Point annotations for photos
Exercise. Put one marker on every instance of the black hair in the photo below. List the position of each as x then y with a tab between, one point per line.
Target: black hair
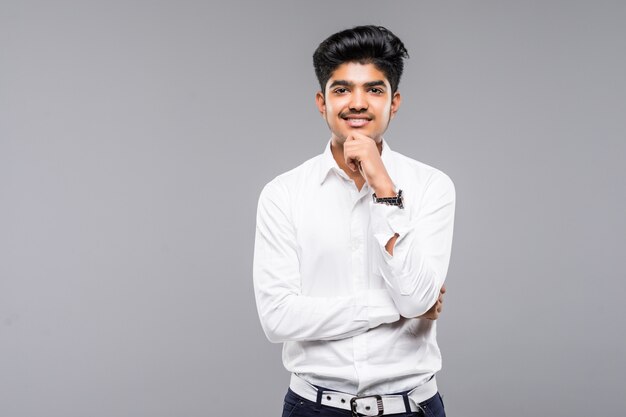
365	45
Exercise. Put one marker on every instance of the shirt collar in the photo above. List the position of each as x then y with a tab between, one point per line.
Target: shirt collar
328	162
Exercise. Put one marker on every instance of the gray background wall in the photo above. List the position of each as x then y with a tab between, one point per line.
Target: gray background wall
136	136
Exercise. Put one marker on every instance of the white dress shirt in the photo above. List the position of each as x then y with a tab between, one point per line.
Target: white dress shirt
326	287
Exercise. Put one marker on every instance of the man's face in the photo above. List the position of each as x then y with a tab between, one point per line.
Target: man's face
357	98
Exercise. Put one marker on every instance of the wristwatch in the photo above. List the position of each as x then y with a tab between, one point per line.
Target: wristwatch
390	201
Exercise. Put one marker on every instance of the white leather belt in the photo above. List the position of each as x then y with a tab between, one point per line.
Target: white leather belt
368	405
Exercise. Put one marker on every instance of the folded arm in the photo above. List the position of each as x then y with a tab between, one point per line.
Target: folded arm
415	245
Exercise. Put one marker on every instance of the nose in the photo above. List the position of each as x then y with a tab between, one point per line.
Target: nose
358	101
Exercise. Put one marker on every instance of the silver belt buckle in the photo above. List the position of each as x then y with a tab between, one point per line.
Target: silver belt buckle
379	404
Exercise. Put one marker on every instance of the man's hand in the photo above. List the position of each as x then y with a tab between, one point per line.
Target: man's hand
362	154
433	313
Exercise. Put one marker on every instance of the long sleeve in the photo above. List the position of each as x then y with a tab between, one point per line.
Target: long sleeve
418	267
285	313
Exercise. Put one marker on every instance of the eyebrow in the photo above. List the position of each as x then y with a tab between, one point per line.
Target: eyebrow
345	83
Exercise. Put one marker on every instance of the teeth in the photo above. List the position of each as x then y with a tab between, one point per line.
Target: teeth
357	122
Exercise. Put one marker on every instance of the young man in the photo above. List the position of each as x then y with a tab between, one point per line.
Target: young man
352	249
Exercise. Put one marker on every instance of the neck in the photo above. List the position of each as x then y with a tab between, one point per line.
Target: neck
336	147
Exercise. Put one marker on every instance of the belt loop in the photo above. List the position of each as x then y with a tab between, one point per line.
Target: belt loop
406	402
318	402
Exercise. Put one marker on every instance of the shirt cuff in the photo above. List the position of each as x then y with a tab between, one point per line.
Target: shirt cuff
376	307
386	221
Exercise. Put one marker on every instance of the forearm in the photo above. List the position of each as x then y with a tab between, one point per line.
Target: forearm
293	317
415	245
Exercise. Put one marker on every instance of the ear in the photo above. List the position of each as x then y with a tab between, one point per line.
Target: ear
396	100
320	101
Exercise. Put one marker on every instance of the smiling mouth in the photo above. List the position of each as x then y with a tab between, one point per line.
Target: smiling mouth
353	121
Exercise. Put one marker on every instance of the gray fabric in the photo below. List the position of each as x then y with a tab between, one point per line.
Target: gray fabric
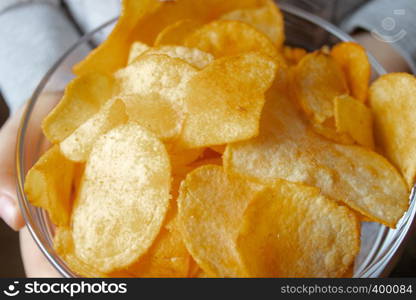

Set problem:
Put the lines of the entries into a Markdown table, starting at the line that contains "Exercise. Put one marker on every instance of the young" and ending at the last line of the entries. Use the columns Row and Line for a row number and the line itself, skipping blank lines and leaving the pictures out.

Answer to this exercise:
| Row | Line |
|---|---|
| 1 | Exercise. Put one marker on every instance of the young man in the photo above. List the position of each as x then y with a tab between, one point per line. |
| 2 | Target: young man |
| 3 | 352	249 |
| 4 | Exercise. Put one marker on every instance of the neck in the photo above. List the position of each as x then y with a tab between, one point per line. |
| 5 | Target: neck |
| 6 | 336	147 |
| 7 | Exercise. Put one marker on every instance of the belt loop in the photo above. List the position of each as x then y with a tab between, one point per line. |
| 8 | Target: belt loop |
| 9 | 406	402 |
| 10 | 318	402 |
| 11 | Exercise. Put one marker on every instance of the shirt cuff in the photo above. List the position of each as x then y with a tab between, one point per line. |
| 12 | Target: shirt cuff |
| 13 | 376	307 |
| 14 | 386	221 |
| 15 | Exercise. Put one marker on every instance of the forearm in the photo above. List the position of each as x then y with a tab between, one point per line. |
| 16 | Target: forearm |
| 17 | 293	317 |
| 18 | 415	245 |
| 19 | Exercise. Put one marker on every instance of the ear in the photo above. List the position of each as x then y with a tab between, one point per line. |
| 20 | Target: ear |
| 21 | 396	100 |
| 22 | 320	101 |
| 23 | Exercise. Put one marker on every instance of the smiling mouth in the photo above. List the position of each as x then y with a tab between, one point per line. |
| 24 | Target: smiling mouth |
| 25 | 353	121 |
| 26 | Exercise. Put one marker on every instance of the gray fabric in the photo below. List the position of each as x then y with a tab between, one point per line. |
| 27 | Target: gray fabric |